- **Exercise requirements**: Return all of the entries below exactly as they are given.

- **Items from a data source**:

--- --- ---

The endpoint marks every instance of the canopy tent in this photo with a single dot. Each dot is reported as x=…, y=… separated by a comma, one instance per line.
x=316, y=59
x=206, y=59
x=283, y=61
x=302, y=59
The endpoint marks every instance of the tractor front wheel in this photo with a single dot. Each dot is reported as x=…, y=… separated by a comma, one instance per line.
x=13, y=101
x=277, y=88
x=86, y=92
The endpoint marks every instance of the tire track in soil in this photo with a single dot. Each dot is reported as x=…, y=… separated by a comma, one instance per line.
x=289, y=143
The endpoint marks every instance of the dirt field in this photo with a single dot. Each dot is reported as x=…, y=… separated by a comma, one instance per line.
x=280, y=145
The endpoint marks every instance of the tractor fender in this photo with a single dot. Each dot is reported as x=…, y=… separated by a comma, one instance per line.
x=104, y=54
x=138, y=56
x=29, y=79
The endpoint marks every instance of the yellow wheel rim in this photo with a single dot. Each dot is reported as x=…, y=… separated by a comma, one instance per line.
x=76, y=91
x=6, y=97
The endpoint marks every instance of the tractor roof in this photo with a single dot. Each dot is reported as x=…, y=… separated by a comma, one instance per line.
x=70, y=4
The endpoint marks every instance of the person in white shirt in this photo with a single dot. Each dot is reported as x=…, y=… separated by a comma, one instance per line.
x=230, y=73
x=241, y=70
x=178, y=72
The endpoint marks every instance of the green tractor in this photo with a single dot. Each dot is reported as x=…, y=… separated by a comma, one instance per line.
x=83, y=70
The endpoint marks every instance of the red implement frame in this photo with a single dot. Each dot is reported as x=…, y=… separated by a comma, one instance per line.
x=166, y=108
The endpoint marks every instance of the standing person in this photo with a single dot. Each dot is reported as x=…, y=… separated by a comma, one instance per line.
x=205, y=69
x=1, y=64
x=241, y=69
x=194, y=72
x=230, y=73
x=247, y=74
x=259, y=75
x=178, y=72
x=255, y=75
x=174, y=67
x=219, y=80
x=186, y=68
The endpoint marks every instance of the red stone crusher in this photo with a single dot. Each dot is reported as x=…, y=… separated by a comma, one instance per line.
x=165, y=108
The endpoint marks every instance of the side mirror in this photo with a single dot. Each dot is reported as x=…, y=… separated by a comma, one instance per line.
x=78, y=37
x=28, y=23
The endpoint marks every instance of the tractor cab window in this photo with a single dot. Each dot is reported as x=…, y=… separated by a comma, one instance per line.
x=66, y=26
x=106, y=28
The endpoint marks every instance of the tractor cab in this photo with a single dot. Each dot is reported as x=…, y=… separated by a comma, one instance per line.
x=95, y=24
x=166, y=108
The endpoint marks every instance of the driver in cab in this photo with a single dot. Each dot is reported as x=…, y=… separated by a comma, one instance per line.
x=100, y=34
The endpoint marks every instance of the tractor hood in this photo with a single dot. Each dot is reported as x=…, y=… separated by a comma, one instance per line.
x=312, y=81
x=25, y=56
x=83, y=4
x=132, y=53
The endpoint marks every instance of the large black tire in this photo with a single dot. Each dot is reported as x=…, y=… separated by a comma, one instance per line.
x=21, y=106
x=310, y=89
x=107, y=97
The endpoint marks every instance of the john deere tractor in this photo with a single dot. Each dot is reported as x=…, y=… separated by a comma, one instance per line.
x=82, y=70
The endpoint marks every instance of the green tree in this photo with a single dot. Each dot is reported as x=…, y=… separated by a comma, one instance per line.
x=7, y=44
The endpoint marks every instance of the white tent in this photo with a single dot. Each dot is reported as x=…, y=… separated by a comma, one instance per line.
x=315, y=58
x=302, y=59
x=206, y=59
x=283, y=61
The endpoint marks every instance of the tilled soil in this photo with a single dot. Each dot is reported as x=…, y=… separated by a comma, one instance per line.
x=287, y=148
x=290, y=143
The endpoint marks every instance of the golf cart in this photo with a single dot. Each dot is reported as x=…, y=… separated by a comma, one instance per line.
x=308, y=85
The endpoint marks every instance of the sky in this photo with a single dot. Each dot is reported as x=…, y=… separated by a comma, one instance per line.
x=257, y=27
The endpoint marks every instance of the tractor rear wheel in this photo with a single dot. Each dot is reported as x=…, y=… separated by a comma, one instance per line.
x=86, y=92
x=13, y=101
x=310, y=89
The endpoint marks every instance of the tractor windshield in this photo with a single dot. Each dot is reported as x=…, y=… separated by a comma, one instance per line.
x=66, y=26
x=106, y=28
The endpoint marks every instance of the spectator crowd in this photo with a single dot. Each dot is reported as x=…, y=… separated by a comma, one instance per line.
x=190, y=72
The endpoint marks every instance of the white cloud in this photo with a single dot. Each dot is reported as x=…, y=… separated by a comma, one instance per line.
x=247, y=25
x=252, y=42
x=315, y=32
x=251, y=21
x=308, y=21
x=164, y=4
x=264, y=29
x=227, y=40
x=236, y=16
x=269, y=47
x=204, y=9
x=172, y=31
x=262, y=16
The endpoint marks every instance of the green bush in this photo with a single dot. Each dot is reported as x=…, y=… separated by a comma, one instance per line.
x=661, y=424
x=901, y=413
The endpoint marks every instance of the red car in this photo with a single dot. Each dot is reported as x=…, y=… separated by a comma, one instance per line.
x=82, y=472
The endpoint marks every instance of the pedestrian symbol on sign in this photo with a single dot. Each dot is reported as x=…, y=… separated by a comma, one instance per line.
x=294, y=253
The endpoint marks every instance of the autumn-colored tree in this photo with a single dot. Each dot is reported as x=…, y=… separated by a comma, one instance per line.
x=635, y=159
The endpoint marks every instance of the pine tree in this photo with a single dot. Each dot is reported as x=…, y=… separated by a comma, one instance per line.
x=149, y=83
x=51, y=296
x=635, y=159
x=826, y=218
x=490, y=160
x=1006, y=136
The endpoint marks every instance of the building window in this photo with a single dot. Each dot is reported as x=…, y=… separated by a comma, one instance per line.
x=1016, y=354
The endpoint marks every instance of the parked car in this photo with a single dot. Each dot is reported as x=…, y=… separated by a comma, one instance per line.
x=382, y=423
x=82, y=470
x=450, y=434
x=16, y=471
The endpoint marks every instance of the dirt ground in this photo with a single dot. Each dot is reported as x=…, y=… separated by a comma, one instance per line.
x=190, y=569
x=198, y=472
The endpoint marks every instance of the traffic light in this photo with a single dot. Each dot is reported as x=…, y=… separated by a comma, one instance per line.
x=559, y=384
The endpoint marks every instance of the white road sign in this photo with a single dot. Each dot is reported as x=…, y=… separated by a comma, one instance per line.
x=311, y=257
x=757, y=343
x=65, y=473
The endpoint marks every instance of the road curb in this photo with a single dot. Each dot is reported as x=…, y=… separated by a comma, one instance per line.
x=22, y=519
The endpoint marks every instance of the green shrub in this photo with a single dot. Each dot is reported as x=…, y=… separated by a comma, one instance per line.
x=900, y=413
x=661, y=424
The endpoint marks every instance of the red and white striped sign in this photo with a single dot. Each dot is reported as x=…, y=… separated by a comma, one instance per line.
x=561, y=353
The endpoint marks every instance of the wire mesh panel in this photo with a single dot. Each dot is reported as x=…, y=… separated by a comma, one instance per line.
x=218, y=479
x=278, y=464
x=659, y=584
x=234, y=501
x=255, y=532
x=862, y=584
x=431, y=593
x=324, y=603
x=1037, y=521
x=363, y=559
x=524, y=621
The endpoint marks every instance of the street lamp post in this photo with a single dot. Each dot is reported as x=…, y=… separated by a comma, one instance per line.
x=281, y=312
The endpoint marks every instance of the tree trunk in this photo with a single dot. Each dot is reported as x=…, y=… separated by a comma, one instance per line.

--- --- ---

- **Output below**:
The endpoint marks every instance of the canopy tent in this photo with a single dot. Each dot is reported as x=…, y=… separated by a comma, one instance per line.
x=316, y=59
x=206, y=59
x=283, y=61
x=302, y=59
The endpoint marks every instance of the tractor front wheel in this photo with a single dot. Each dot is reported as x=…, y=… separated by a comma, one instance per line.
x=13, y=101
x=277, y=88
x=86, y=92
The endpoint marks every instance of the tire track in soil in this photo with a single dot. Each dot is reported as x=…, y=… separated by a comma, one instance per line.
x=289, y=143
The endpoint marks every instance of the dirt field in this photo with a single dot. Each dot is reported as x=…, y=… separated by a comma, one instance per line.
x=280, y=145
The endpoint marks every instance of the tractor fender in this photo with a single dot. Each dot is reported as x=…, y=… separated by a comma, one instance per line.
x=104, y=54
x=138, y=56
x=29, y=79
The endpoint marks every instance of the yellow wheel rim in this photo with a single dot. Each dot is reported as x=…, y=… separated by a comma, one instance per line.
x=76, y=91
x=6, y=97
The endpoint marks every instance of the tractor roof in this photo with a single dot. Each dot is reported as x=…, y=… separated by a comma, one instance per line.
x=70, y=4
The endpoint marks every instance of the person in white shirt in this photo with a single dot. Each dot is reported as x=…, y=… separated by a comma, one instance per line.
x=230, y=73
x=241, y=70
x=178, y=72
The endpoint marks every instance of the green tractor in this photo with a single dot. Each dot is reported as x=…, y=… separated by a comma, one instance per line.
x=83, y=70
The endpoint marks every instance of the red implement frame in this photo with a single dot. Each dot is reported as x=…, y=… separated by a comma, one instance per line.
x=166, y=108
The endpoint marks every instance of the standing person in this photo with a single dot. Each dot is reported as x=…, y=… separated by a comma, one instance per line.
x=205, y=69
x=1, y=64
x=241, y=69
x=194, y=72
x=230, y=73
x=247, y=74
x=259, y=75
x=178, y=72
x=255, y=75
x=174, y=67
x=219, y=80
x=186, y=68
The endpoint marks every instance of the red stone crusher in this photo with a single dot. Each dot is reported as x=…, y=… separated by a comma, one instance per line.
x=165, y=108
The endpoint marks every instance of the side mirror in this photo with a single dot. Each dot is reported as x=…, y=… separated by a comma, one instance per line.
x=78, y=37
x=28, y=23
The endpoint marks every instance of the tractor cab window in this photo with a single dot. Each dot is reported as x=…, y=… separated by a comma, one instance per line.
x=66, y=26
x=106, y=28
The endpoint marks every instance of the tractor cab in this photo with a single dot. Each dot is reported as x=…, y=… separated by a comma, one instance per line.
x=95, y=24
x=166, y=108
The endpoint marks every instance of the driver in cab in this photo with a single dot. Each dot is reported as x=…, y=… separated by a comma, one instance per line.
x=100, y=34
The endpoint marks every instance of the tractor hood in this photo with a single dot. Each dot is reported as x=…, y=… separated by a comma, one instance per line.
x=312, y=81
x=25, y=56
x=83, y=4
x=132, y=53
The endpoint marks every instance of the large black tire in this photo with a single dot. Each dot is reported as x=…, y=… separated by a comma, one instance per line.
x=21, y=106
x=310, y=89
x=107, y=97
The endpoint marks every instance of the john deere tractor in this photo with a single dot. Each dot is reported as x=…, y=… separated by a comma, one instance per line.
x=82, y=70
The endpoint marks every instance of the green tree in this photo with a single dot. Each dot is reported as x=…, y=… separated by a comma, one instance per line.
x=7, y=44
The endpoint marks every instance of the white tent in this photo with a single dot. Each dot is reported as x=…, y=… separated by a comma, one instance per line.
x=315, y=58
x=302, y=59
x=206, y=59
x=283, y=61
The endpoint marks every instance of the tilled soil in this photo with a single dot. Each dot is reported as x=…, y=… separated by a comma, one instance per line.
x=287, y=148
x=290, y=143
The endpoint marks every instance of the golf cart in this photo with a single dot. Each dot is reported as x=…, y=… separated by a comma, one instance per line.
x=308, y=85
The endpoint marks every instance of the sky in this photo with a single dot. Each dot is reported as x=…, y=… separated by a comma, one instance per line.
x=257, y=27
The endpoint marks every instance of the tractor rear wheel in this photo with a single dot. Each dot is reported as x=…, y=… separated by a comma, one instance per line.
x=86, y=92
x=13, y=101
x=310, y=89
The endpoint marks every instance of the tractor windshield in this photo with a single dot. Each dot is reported as x=…, y=… separated by a comma, one instance per line.
x=66, y=26
x=106, y=28
The endpoint marks every instance of the spectator crowd in this photo with a single dot. Each dot is reported as x=…, y=… separated by a comma, one instance per line.
x=190, y=72
The endpoint marks every instance of the white cloud in this photo with a single dot. Each dot is reported as x=…, y=… separated by a comma, one instance per line.
x=247, y=25
x=252, y=42
x=315, y=32
x=251, y=21
x=308, y=21
x=164, y=4
x=264, y=29
x=227, y=40
x=236, y=16
x=269, y=47
x=204, y=9
x=172, y=31
x=262, y=16
The endpoint marks every instance of the green bush in this photo with a single dot. Each dot is reported as x=…, y=… separated by a comma, one instance per line.
x=661, y=424
x=901, y=413
The endpoint marks every instance of the red car in this photo with a single dot. Each dot is reported as x=…, y=… separated by a comma, one instance per line.
x=82, y=472
The endpoint marks every instance of the pedestrian symbol on sign in this photo with a single dot. Each dot is reported as x=…, y=… separated by a comma, one instance per line.
x=294, y=253
The endpoint marks every instance of the autumn-colored tree in this photo with a single dot. Each dot is reported as x=…, y=… separated by a comma, one instance per line.
x=635, y=159
The endpoint marks every instance of the pine tree in this photo with a single dot. Each dot is reported as x=…, y=… separated by a comma, one instance per line.
x=149, y=83
x=51, y=296
x=635, y=159
x=826, y=218
x=490, y=160
x=1006, y=136
The endpoint marks every instance of the building window in this photo with a single dot. Each dot is reported as x=…, y=… separated by a comma, one instance per line.
x=1016, y=354
The endpoint marks every instance of the parked car in this photo with a single dot. Each dot is reported as x=…, y=… separated by a comma, one instance per line.
x=382, y=423
x=82, y=470
x=450, y=434
x=16, y=471
The endpoint marks every instance of the dirt ground in this photo with a single dot. Each dot is reported as x=…, y=… separated by a comma, one instance per line.
x=190, y=569
x=198, y=472
The endpoint marks every instance of the traffic light in this photo with a single dot. Each dot is reported as x=…, y=… separated by a comma, one instance per line.
x=559, y=384
The endpoint marks every instance of the white road sign in this photo with a single dot. Each dot is reported as x=…, y=… separated by a comma, one instance per line.
x=311, y=257
x=757, y=343
x=65, y=473
The endpoint marks every instance of the road curb in this photo with a single dot. Each dot is reported as x=…, y=… separated by a comma, one instance per line.
x=22, y=519
The endpoint marks every instance of the green shrub in this photo with a single dot. Each dot is reported as x=…, y=… separated by a comma, one instance per line.
x=900, y=413
x=661, y=424
The endpoint marks every instance of the red and white striped sign in this photo with a single dot. Each dot is reported as x=…, y=… separated by a comma, one instance per line.
x=561, y=353
The endpoint marks every instance of the wire mesh panel in this photo with a single dot. Each dot is reported as x=…, y=… separated by a comma, one instance per line.
x=218, y=479
x=278, y=464
x=659, y=584
x=234, y=501
x=255, y=532
x=862, y=584
x=431, y=593
x=324, y=603
x=1037, y=521
x=363, y=559
x=524, y=621
The endpoint marks every instance of the street lamp post in this photo with a single dot. Each dot is reported as x=…, y=… separated by a comma, one instance per line.
x=281, y=312
The endpoint marks every instance of the tree trunk in this photo with a single dot. Each dot is reported as x=…, y=… separated by a comma, one instance per line.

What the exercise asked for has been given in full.